##### Seitenauszug

Karikatur angeblich aus der "Braunschweiger Zeitung " vom 12.1.1968 zum Artikel über den Begründer des Lübener Kinos. Leider fand die angefragte Redaktion diesen Artikel nicht. Ich habe ihn aus dem LHB 3/2005.

An der Kasse waltete Frau Elisabeth Schuster ihres Amtes. Sie sorgte auch an stürmischen Tagen dafür, daß jeder Gast sein Plätzchen bekam, Und sehr bald wurde das Filmtheater für das fehlende Stadttheater ein nicht mehr wegzudenkender Ersatz. Anfangs wurde bedauert, daß dadurch weniger Tanzveranstaltungen im "Deutschen Kaiser" stattfinden konnten, diese wurden nun in den "Anker" oder "Löwen" verlegt.

Der Stummfilm, dieser damals noch nicht 21jährige Fratz, hatte es in sich. Wer erinnert sich nicht noch gern an die schönen Filme wie Die weiße Sklavin, Ali Baba und die 40 Räuber, Aladin und die Wunderlampe.
Namen wie Ernst Lubitsch, Emil Jannings, Pola Negri, Alexander Korda, Lya de Putti, Charlie Chaplin werden unvergessen bleiben.

##########

### [Zu lösende Aufgaben]
1 - Wer saß laut dem Text über das Lübener Kino an der Kasse?
2 - Wiederhole aus dem Text über das Lübener Kino wortgetreu den Abschnitt zwischen "Der Stummfilm, dieser" und "werden unvergessen bleiben.", beide eingeschlossen.
3 - Knüpfe an den Text über das Lübener Kino an und setze ihn dort fort, wo er endet.
Die Einträge stammen aus einer anderen Quelle.

##### Auflistung

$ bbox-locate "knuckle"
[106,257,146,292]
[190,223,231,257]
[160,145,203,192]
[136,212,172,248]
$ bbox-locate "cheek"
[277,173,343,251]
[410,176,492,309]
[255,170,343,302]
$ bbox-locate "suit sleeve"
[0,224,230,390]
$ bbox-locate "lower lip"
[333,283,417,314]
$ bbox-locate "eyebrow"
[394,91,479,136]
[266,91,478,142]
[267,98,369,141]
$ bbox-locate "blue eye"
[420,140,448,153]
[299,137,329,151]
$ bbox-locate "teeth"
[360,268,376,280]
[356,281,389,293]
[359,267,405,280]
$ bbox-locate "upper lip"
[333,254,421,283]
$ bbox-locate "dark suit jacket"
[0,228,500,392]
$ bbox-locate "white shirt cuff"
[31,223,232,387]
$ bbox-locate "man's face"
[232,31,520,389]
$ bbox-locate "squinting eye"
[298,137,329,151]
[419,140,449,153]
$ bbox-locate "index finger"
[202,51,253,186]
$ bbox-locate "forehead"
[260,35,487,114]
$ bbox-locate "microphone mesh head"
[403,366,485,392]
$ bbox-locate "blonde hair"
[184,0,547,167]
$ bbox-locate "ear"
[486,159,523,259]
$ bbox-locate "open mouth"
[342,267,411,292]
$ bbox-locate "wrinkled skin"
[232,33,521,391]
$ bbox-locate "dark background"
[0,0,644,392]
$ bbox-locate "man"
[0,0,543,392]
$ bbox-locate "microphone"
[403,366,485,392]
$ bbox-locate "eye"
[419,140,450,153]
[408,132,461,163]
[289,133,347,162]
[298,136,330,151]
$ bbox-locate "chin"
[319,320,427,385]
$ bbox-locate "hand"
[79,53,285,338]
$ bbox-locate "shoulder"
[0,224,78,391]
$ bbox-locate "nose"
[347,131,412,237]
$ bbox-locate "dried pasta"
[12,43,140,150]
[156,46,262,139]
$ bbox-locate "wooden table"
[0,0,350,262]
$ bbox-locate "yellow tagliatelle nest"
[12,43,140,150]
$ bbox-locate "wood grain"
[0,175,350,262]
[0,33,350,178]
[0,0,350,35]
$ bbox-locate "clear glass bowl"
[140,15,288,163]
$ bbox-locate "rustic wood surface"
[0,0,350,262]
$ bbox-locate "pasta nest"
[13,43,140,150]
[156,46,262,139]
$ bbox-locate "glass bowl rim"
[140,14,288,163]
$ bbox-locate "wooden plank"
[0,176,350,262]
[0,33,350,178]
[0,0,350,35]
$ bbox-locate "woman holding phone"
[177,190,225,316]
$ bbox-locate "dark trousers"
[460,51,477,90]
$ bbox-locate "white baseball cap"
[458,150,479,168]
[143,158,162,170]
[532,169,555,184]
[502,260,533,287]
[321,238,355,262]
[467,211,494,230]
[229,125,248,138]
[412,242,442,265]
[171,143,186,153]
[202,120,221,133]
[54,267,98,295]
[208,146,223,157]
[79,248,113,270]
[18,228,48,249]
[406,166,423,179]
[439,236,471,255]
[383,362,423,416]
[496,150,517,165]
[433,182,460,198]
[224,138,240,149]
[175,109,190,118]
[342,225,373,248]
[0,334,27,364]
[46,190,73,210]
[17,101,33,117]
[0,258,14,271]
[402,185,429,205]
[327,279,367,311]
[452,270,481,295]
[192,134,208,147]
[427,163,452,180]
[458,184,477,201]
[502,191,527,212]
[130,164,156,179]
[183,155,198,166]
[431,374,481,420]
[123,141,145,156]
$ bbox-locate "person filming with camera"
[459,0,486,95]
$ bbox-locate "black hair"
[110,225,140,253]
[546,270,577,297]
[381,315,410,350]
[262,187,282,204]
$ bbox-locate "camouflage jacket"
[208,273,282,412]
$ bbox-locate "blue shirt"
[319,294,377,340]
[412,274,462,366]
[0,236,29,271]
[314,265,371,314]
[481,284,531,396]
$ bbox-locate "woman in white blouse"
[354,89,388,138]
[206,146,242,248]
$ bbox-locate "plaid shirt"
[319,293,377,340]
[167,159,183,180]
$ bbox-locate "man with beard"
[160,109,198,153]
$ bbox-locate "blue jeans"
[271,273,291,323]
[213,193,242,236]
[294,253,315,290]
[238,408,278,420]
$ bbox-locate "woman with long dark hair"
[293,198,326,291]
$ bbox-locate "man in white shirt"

##########

### [Lösungen]
1 - Frau Elisabeth Schuster.

2 -
Der Stummfilm, dieser damals noch nicht 21jährige Fratz, hatte es in sich. Wer erinnert sich nicht noch gern an die schönen Filme wie Die weiße Sklavin, Ali Baba und die 40 Räuber, Aladin und die Wunderlampe.
Namen wie Ernst Lubitsch, Emil Jannings, Pola Negri, Alexander Korda, Lya de Putti, Charlie Chaplin werden unvergessen bleiben.

3 -
Erläuternde Worte zum Inhalt des Films waren einkopiert oder wurden durch einen Rezitator übermittelt. Für die musikalische Untermalung sorgte ein Pianist. Ja, so war der Anfang auch für uns in Lüben.

Dann kam 1914, der 1. Weltkrieg mit all seinen Schrecken, nachfolgend die Inflation und Arbeitslosigkeit. Trotz allem gelang es Reinhold Schuster, dank seiner Umsicht für Abwechslung und Unterhaltung durch kulturelles und aktuelles Filmmaterial zu sorgen. Die aktuelle Wochenschau wurde eingeführt, um stets das Neueste vom Tage zu berichten. Wie oft fuhr Reinhold Schuster in der Inflationszeit mit einer Aktentasche voller Geldscheine nach Breslau, und wie oft reichte das Geld dann doch nicht aus, um den nächsten Film zu bezahlen.
In den Jahren der Arbeitslosigkeit mußten viele treue Kunden auf den Filmbesuch verzichten. Doch hier zeigte sich das gute Herz der Muttel Schuster. Wie erfinderisch waren dabei auch schon die Kinder: "Mein Vater ist arbeitslos, wir sind fünf Kinder, meine Mutter hat heute kein Geld, bitte, bitte lassen Sie uns umsonst ins Kino!" So ging es oft genug. Auch an diese Zeiten sollten wir uns erinnern, sie sollten in jeder Beziehung mahnend vor uns stehen. Der Film hat diese Zeit überdauert und uns immer wieder etwas von der Sonnenseite gegeben.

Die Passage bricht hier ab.